Provided data:
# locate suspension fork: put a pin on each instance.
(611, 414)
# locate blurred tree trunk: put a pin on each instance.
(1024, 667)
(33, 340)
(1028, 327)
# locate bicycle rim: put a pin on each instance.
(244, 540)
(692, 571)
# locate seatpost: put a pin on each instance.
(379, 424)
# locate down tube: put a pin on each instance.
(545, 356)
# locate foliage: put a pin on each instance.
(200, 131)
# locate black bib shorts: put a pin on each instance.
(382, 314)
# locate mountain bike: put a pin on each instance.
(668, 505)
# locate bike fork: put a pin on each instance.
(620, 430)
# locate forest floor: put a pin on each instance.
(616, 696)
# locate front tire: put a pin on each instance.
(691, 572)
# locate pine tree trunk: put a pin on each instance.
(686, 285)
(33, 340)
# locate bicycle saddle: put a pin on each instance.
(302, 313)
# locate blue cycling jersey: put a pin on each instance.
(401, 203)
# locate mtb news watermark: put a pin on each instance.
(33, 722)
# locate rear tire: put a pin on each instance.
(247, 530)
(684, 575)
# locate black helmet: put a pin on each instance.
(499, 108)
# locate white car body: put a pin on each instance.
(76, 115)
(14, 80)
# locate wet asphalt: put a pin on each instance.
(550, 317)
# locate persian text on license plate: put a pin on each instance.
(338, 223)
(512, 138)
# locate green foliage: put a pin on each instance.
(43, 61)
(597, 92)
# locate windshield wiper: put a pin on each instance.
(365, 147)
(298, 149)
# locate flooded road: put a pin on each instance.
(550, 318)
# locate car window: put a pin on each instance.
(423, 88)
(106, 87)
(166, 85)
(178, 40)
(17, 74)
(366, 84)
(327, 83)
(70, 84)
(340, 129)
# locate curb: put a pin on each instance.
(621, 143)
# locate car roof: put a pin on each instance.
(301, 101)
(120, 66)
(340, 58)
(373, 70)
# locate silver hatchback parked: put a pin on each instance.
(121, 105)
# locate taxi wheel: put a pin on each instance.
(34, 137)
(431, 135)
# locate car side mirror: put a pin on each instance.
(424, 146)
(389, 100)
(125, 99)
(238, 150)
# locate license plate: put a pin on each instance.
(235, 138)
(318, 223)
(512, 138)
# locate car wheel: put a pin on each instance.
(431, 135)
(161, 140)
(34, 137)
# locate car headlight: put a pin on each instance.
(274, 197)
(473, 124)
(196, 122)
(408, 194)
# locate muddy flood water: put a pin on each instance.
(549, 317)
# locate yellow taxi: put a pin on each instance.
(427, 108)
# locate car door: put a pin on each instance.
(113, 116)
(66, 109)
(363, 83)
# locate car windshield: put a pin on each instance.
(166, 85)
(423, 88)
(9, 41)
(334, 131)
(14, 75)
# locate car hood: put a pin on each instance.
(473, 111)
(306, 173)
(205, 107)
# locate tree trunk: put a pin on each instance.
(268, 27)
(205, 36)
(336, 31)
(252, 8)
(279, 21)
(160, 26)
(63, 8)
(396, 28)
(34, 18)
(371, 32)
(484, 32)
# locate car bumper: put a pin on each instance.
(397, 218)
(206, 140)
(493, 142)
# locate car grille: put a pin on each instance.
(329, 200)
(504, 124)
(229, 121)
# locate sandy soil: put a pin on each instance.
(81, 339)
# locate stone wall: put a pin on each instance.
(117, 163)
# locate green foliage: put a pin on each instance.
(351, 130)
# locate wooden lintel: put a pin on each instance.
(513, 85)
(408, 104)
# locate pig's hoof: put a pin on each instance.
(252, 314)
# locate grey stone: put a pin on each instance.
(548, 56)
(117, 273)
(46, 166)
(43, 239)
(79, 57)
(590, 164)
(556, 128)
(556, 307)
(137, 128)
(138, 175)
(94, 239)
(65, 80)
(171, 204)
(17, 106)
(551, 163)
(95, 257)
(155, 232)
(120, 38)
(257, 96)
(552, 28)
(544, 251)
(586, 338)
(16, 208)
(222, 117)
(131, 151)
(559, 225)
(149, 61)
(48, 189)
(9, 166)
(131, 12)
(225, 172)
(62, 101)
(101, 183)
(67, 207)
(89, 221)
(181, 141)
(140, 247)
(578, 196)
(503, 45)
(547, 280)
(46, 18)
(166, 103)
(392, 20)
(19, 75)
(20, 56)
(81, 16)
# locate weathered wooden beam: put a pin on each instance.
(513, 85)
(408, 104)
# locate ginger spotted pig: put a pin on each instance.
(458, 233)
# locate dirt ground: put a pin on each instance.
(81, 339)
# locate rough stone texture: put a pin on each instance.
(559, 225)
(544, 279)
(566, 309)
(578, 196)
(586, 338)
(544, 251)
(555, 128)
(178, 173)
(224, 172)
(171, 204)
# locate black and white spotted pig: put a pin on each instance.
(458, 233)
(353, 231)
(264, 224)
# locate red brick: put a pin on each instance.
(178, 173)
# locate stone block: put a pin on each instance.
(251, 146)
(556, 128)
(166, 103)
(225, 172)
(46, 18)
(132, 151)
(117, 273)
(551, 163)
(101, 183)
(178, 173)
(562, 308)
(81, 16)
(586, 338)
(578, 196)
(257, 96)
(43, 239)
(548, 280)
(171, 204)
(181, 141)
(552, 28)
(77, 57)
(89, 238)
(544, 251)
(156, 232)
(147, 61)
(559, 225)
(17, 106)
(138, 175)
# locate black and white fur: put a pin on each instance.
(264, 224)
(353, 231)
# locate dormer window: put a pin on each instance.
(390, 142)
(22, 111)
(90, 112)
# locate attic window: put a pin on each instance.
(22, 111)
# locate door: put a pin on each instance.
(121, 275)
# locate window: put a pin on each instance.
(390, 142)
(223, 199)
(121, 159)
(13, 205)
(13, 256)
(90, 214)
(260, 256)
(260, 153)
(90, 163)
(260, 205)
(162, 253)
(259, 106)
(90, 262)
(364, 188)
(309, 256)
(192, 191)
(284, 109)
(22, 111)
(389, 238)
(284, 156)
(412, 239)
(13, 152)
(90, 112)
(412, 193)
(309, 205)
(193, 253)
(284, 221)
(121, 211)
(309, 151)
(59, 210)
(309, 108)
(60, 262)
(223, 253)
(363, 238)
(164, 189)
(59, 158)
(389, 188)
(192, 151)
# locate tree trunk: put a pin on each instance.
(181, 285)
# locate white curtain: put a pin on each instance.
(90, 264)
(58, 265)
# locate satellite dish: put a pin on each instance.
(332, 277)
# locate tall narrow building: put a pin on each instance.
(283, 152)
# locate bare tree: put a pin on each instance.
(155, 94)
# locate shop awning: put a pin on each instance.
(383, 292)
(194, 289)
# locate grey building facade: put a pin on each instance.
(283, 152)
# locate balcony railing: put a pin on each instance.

Problem requirements:
Lay out every one of the rows above as a numbered list, leaving out any blank lines.

Response:
1. # locate suspension fork: put a pin on each instance.
2. (611, 414)
3. # locate blurred tree trunk: put a pin on each instance.
4. (1024, 667)
5. (33, 340)
6. (1028, 327)
7. # locate bicycle rim: put a pin on each instance.
8. (244, 540)
9. (692, 571)
10. # locate seatpost: put a pin on each instance.
11. (379, 424)
12. # locate down tube: put a pin on each instance.
13. (545, 356)
14. # locate foliage: put a pin on each instance.
15. (200, 131)
16. # locate black bib shorts: put a pin on each instance.
17. (382, 314)
18. # locate mountain bike: put a pin on each instance.
19. (668, 505)
20. # locate bike fork: put a pin on each instance.
21. (620, 430)
22. # locate forest floor: put a pin on each instance.
23. (616, 696)
24. # locate front tire: put a pin on each instance.
25. (691, 572)
26. # locate pine tree trunk: put a pin on each instance.
27. (686, 285)
28. (33, 340)
29. # locate bicycle saddle: put a pin on each instance.
30. (302, 313)
31. # locate blue cycling jersey: put a pin on each instance.
32. (401, 203)
33. # locate mtb news watermark: put a pin on each instance.
34. (33, 722)
35. # locate rear tire: put a pin on each instance.
36. (247, 530)
37. (684, 575)
38. # locate black helmet: put a pin on each instance.
39. (499, 108)
40. # locate white car body: put a pin on each instance.
41. (76, 115)
42. (14, 80)
43. # locate wet asphalt: put a pin on each instance.
44. (550, 317)
45. # locate persian text on license plate: put a pin on each instance.
46. (338, 223)
47. (512, 138)
48. # locate green foliage: put a pin on each instance.
49. (43, 61)
50. (597, 92)
51. # locate windshield wiper: put a pin on each instance.
52. (365, 147)
53. (298, 149)
54. # locate flooded road: put a pin on each instance.
55. (550, 318)
56. # locate car window: put a pin on each instance.
57. (423, 88)
58. (106, 87)
59. (166, 85)
60. (178, 40)
61. (17, 74)
62. (366, 84)
63. (327, 83)
64. (70, 84)
65. (340, 129)
66. # locate curb: put a pin on each instance.
67. (621, 143)
68. # locate car roof: put a pin on each instance.
69. (301, 101)
70. (120, 66)
71. (340, 58)
72. (373, 70)
73. # locate silver hatchback parked: put a pin on each instance.
74. (121, 105)
75. # locate taxi wheel: put a pin on each instance.
76. (34, 137)
77. (431, 135)
78. # locate car side mirror: put a pin on each instance.
79. (424, 146)
80. (389, 100)
81. (125, 99)
82. (238, 150)
83. # locate license plate: put a pin on each instance.
84. (235, 138)
85. (318, 223)
86. (512, 138)
87. # locate car wheel: put a pin on each instance.
88. (431, 135)
89. (161, 140)
90. (34, 137)
91. # locate car headlight: put a pin on each instance.
92. (274, 197)
93. (473, 124)
94. (196, 122)
95. (408, 194)
96. # locate muddy flood water: put a pin on each instance.
97. (549, 317)
98. # locate yellow taxi: put a pin on each instance.
99. (427, 108)
100. # locate car door: put a pin on each instance.
101. (113, 116)
102. (66, 109)
103. (363, 83)
104. # locate car windshield: put a pin on each instance.
105. (166, 85)
106. (423, 88)
107. (9, 41)
108. (334, 131)
109. (14, 75)
110. # locate car hood: put a pin on each instance.
111. (473, 111)
112. (306, 173)
113. (205, 107)
114. # locate tree trunk: put a pin on each instance.
115. (268, 27)
116. (205, 36)
117. (336, 31)
118. (252, 8)
119. (279, 21)
120. (160, 26)
121. (63, 8)
122. (396, 28)
123. (34, 18)
124. (371, 32)
125. (484, 32)
126. # locate car bumper: put a pin on each instance.
127. (397, 218)
128. (206, 140)
129. (493, 142)
130. # locate car grille: put a pin on each instance.
131. (329, 200)
132. (504, 124)
133. (229, 121)
134. # locate sandy soil: put a pin on each instance.
135. (81, 339)
136. # locate stone wall: put a pin on each instance.
137. (117, 163)
138. # locate green foliage: put a pin on each instance.
139. (351, 130)
140. # locate wooden lintel: put a pin on each instance.
141. (513, 85)
142. (408, 104)
143. # locate pig's hoof: put a pin on each instance.
144. (252, 314)
145. # locate grey stone: put a pin on each instance.
146. (548, 56)
147. (117, 273)
148. (46, 166)
149. (43, 239)
150. (79, 57)
151. (590, 164)
152. (556, 128)
153. (556, 307)
154. (137, 128)
155. (138, 175)
156. (94, 239)
157. (65, 80)
158. (171, 204)
159. (17, 106)
160. (551, 163)
161. (95, 257)
162. (155, 232)
163. (120, 38)
164. (257, 96)
165. (552, 28)
166. (544, 251)
167. (586, 338)
168. (16, 208)
169. (222, 117)
170. (131, 151)
171. (559, 225)
172. (149, 61)
173. (48, 189)
174. (9, 166)
175. (131, 12)
176. (225, 172)
177. (62, 101)
178. (101, 183)
179. (67, 207)
180. (89, 221)
181. (181, 141)
182. (140, 247)
183. (578, 196)
184. (503, 45)
185. (547, 280)
186. (46, 18)
187. (166, 103)
188. (392, 20)
189. (19, 75)
190. (20, 56)
191. (81, 16)
192. # locate weathered wooden beam: put a pin on each instance.
193. (513, 85)
194. (408, 104)
195. # locate ginger spotted pig: put a pin on each instance.
196. (458, 233)
197. # locate dirt ground: put a pin on each instance.
198. (81, 339)
199. # locate rough stone texture: put a pin on each instance.
200. (559, 225)
201. (544, 279)
202. (566, 309)
203. (578, 196)
204. (586, 338)
205. (544, 251)
206. (555, 128)
207. (178, 173)
208. (224, 172)
209. (171, 204)
210. # locate black and white spotted pig: put a pin on each instance.
211. (458, 233)
212. (353, 231)
213. (264, 224)
214. # locate red brick: put a pin on each instance.
215. (178, 173)
216. # locate stone block: put a pin on each instance.
217. (251, 146)
218. (556, 128)
219. (166, 103)
220. (225, 172)
221. (46, 18)
222. (132, 151)
223. (117, 273)
224. (551, 163)
225. (101, 183)
226. (178, 173)
227. (562, 308)
228. (81, 16)
229. (586, 338)
230. (578, 196)
231. (257, 96)
232. (43, 239)
233. (548, 280)
234. (171, 204)
235. (181, 141)
236. (552, 28)
237. (77, 57)
238. (89, 238)
239. (544, 251)
240. (156, 232)
241. (147, 61)
242. (559, 225)
243. (17, 106)
244. (138, 175)
245. # locate black and white fur: put a pin on each instance.
246. (264, 224)
247. (353, 231)
248. # locate dormer window: put a pin on each instance.
249. (390, 142)
250. (22, 111)
251. (90, 112)
252. # locate attic window: put a pin on each instance.
253. (22, 111)
254. # locate door: put a pin on each instance.
255. (121, 275)
256. # locate window: put a pin on each instance.
257. (390, 142)
258. (223, 199)
259. (121, 159)
260. (13, 205)
261. (13, 256)
262. (90, 214)
263. (260, 256)
264. (260, 153)
265. (90, 163)
266. (260, 205)
267. (162, 253)
268. (259, 106)
269. (90, 262)
270. (364, 188)
271. (309, 256)
272. (192, 191)
273. (284, 109)
274. (22, 111)
275. (389, 238)
276. (284, 156)
277. (412, 239)
278. (13, 152)
279. (90, 112)
280. (412, 193)
281. (309, 205)
282. (193, 253)
283. (284, 221)
284. (121, 211)
285. (309, 151)
286. (59, 210)
287. (309, 108)
288. (60, 262)
289. (223, 253)
290. (363, 238)
291. (164, 189)
292. (59, 158)
293. (389, 188)
294. (192, 151)
295. # locate tree trunk: put a pin on each instance.
296. (181, 285)
297. # locate white curtain: put a pin on each instance.
298. (90, 264)
299. (58, 265)
300. # locate satellite dish: put a pin on each instance.
301. (332, 277)
302. # locate tall narrow building: put a pin on each instance.
303. (283, 152)
304. # locate bare tree: put a pin on each instance.
305. (155, 94)
306. # locate shop awning: put a pin on each instance.
307. (383, 292)
308. (194, 289)
309. # locate grey building facade: put a pin on each instance.
310. (283, 152)
311. # locate balcony railing: put a pin on each instance.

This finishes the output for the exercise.